* Short task
Using the entries below, output exactly the line containing "the white soccer" and all lines that follow it to the end.

[Entries taken from a collection]

--------------------------------------------------

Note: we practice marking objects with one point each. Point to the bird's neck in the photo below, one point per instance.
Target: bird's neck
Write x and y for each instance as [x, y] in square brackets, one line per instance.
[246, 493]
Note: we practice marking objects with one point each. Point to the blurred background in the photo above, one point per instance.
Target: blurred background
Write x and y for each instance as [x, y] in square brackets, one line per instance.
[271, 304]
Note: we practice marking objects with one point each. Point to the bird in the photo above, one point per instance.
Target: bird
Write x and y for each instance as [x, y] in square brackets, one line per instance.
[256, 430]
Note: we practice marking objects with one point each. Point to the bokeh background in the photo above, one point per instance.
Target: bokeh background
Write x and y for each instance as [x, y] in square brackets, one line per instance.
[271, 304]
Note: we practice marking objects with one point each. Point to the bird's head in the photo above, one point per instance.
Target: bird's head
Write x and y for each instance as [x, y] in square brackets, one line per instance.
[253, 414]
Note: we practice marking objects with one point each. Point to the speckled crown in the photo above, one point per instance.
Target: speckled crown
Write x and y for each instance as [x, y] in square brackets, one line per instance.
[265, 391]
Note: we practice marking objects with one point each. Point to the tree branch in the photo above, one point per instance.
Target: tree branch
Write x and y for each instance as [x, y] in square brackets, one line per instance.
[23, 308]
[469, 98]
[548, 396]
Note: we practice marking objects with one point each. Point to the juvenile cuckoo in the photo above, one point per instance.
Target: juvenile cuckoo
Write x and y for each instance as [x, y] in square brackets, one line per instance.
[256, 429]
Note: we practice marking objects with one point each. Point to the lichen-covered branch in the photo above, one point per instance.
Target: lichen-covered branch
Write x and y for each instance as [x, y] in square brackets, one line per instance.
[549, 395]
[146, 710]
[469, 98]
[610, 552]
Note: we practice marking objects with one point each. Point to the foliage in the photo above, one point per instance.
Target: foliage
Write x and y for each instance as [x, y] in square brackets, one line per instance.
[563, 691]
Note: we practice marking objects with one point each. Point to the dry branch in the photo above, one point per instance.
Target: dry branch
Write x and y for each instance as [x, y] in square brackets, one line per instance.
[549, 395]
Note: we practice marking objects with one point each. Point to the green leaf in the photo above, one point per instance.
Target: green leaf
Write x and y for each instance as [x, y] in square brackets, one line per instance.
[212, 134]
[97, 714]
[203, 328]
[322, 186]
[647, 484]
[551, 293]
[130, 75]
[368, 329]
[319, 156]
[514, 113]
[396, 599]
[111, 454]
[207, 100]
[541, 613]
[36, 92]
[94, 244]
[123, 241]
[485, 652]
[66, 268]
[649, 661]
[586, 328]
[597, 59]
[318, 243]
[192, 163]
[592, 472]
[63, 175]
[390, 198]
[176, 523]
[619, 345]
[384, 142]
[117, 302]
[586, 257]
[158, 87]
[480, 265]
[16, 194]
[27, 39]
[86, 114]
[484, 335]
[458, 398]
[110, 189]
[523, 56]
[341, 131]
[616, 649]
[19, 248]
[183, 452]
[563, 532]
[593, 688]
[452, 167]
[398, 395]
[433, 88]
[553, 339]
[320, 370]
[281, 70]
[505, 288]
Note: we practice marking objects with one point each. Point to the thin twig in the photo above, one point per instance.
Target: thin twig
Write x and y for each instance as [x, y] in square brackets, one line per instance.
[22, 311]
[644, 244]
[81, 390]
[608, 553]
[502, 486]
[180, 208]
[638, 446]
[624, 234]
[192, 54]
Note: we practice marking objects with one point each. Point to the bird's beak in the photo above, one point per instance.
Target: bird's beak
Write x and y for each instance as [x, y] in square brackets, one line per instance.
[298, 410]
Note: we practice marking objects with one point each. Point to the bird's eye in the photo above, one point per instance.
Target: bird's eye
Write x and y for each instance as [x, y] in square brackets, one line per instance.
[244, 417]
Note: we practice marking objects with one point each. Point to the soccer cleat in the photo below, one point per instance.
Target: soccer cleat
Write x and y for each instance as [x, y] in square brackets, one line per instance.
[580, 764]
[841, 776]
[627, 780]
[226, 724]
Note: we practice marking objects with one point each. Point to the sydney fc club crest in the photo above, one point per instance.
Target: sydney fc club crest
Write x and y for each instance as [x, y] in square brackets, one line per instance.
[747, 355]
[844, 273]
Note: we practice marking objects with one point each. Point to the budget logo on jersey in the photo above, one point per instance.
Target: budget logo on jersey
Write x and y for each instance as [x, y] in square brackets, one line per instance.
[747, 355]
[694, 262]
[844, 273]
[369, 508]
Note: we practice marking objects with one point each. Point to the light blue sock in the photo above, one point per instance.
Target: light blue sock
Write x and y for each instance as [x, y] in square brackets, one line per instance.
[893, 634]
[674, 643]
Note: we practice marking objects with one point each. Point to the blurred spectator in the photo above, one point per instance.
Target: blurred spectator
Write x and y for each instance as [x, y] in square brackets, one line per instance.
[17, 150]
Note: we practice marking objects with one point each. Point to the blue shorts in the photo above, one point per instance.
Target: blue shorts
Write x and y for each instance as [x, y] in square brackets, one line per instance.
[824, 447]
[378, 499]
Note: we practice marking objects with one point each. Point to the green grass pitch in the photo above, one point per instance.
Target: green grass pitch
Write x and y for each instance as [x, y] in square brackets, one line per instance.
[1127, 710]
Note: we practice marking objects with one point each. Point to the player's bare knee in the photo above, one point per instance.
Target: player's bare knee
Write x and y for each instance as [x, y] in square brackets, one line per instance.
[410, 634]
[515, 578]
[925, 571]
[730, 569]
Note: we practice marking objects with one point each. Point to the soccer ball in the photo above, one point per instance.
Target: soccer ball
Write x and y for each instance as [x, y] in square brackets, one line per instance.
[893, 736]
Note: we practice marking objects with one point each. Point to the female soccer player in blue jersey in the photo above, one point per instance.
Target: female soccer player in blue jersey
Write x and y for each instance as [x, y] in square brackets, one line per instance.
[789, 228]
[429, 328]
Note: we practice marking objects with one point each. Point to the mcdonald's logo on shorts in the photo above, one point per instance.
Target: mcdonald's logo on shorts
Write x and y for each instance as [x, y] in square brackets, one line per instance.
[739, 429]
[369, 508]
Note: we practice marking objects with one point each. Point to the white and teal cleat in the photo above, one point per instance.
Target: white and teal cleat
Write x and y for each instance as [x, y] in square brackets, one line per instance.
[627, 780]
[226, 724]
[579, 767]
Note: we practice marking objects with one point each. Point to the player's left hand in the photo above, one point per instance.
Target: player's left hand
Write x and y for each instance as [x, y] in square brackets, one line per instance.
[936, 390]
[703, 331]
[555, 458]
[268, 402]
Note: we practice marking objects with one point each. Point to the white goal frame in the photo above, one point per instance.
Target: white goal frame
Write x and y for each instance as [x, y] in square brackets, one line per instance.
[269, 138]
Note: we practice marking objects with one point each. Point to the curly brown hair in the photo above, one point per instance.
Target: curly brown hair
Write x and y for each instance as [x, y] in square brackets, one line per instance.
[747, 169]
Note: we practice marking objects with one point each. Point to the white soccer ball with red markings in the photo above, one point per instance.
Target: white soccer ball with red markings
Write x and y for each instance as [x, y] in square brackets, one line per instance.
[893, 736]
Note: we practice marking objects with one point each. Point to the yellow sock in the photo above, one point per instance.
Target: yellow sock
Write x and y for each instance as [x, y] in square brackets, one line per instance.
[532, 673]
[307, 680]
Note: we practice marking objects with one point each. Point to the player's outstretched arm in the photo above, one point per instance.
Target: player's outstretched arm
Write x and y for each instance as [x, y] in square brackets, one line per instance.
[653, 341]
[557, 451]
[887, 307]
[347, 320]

--------------------------------------------------

* The response
Note: we practice marking objects with one point each. Point to the white soccer ball with red markings in the photo above, one point per instance.
Target: white soccer ball with red markings
Write x and y for each instance as [x, y] in square brackets, one line per instance.
[893, 736]
Note: we practice marking objects with one point each. Point to the yellow sock in the photo above, one point per instance.
Target: yellow sock
Write x and y for each instance as [x, y] in square brackets, one line per instance.
[532, 673]
[307, 680]
Note: we practice marking objects with one point each. Point to the player's outstretched arm in the photo above, one point per instance.
Target: player's outstretched arm
Write x and y for each instance as [x, y] in square brackets, one line per instance.
[653, 341]
[557, 451]
[887, 307]
[347, 320]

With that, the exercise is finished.